> Page extract:

Mark Frohlich, MD, CEO of Indapta Therapeutics, discusses the Phase 1 clinical trial for investigational drug candidate IDP-023, to treat patients with rare blood cancers.

 

 

Non-Hodgkin lymphoma (NHL) is a group of malignant cancers originating from the lymphoid tissues, mainly the lymph nodes. These tumors may result due to chromosomal translocation, various toxins, infections, and chronic inflammation. NHL comprises various subtypes, each with different epidemiologies, etiologies, immunophenotypic, genetic, clinical features, and response to therapy. The treatment of NHL varies greatly, depending on tumor stage, grade, type of lymphoma, and various patient factors. 

Multiple myeloma is a form of cancer that occurs due to abnormal and uncontrolled growth of plasma cells in the bone marrow. When present, the most common symptom is anemia, which can be associated with fatigue and shortness of breath. Other features of the condition may include:

  • Multiple infections
  • Abnormal bleeding
  • Bone pain
  • Weak and/or easily broken bones
  • Numbness and/or weakness of the arms and legs.

The exact underlying cause of multiple myeloma is currently unknown.

Acute myeloid leukemia (AML) is a cancer that affects the blood and bone marrow. It is often an aggressive form of cancer. The signs and symptoms of AML vary but may include:

  • Easy bruising
  • Bone pain or tenderness
  • Fatigue
  • Fever
  • Frequent nosebleeds
  • Bleeding from the gums
  • Shortness of breath
  • Weight loss

AML is one of the most common types of leukemia among adults and is rarely diagnosed in people under age 40. There are many potential causes of AML such as certain blood disorders, inherited syndromes, environmental exposures, and drug exposures; however, most people who develop AML have no identifiable risk factor.

IDP-023 Phase 1 Clinical Trial

IDP-023 is a g-NK cell therapy with mechanisms including highly robust antibody-dependent cell mediated cytotoxicity (ADCC), the targeting of HLA-E expressing cells via the NKG2C receptor, and the inherent anti-viral activity of g-NK cells. NK, or “natural killer” cells area type of white blood cell known to kill cancer cells. This drug has demonstrated higher potency and durability in antitumor activity in combination with cancer targeting monoclonal antibodies when compared to typical NK cells. An ongoing Phase 1 trial is currently enrolling patients with NHL, multiple myeloma, and AML. To learn more, visit Clinical Trials.

Dr. Frohlich also describes the company’s plans to enter the autoimmune space, with plans to file an Investigational New Drug (IND) application with the U.S. Food and Drug Administration for a clinical trial with IDP-023 in multiple sclerosis.

> Exercise requirements:
- A) From the IDP-023 page, list every feature of multiple myeloma that appears in the bulleted list following "Other features of the condition may include:".
- B) Please recast the IDP-023 page's paragraph beginning "Non-Hodgkin lymphoma (NHL) is a group" as a short bulleted list that keeps its main facts.
- C) Answer these questions from the IDP-023 page:
(i) Who is the CEO of Indapta Therapeutics?
(ii) Through which receptor does IDP-023 target HLA-E expressing cells?
(iii) For which disease does the company plan an IND application for a clinical trial with IDP-023?

> Dataset extract:
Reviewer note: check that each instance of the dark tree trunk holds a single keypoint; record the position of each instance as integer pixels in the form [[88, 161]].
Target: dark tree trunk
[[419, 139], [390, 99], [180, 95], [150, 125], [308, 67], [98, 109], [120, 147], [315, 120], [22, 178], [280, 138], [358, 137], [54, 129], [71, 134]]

> Solutions to each task:
- A)
- Multiple infections
- Abnormal bleeding
- Bone pain
- Weak and/or easily broken bones
- Numbness and/or weakness of the arms and legs

- B)
- NHL is a group of malignant cancers that originate from lymphoid tissues, mainly the lymph nodes.
- Possible causes include chromosomal translocation, various toxins, infections, and chronic inflammation.
- Its subtypes differ in epidemiology, etiology, immunophenotypic, genetic, and clinical features, and in response to therapy.
- Treatment varies greatly with tumor stage, grade, type of lymphoma, and patient factors.

- C)
(i) Mark Frohlich, MD
(ii) The NKG2C receptor
(iii) Multiple sclerosis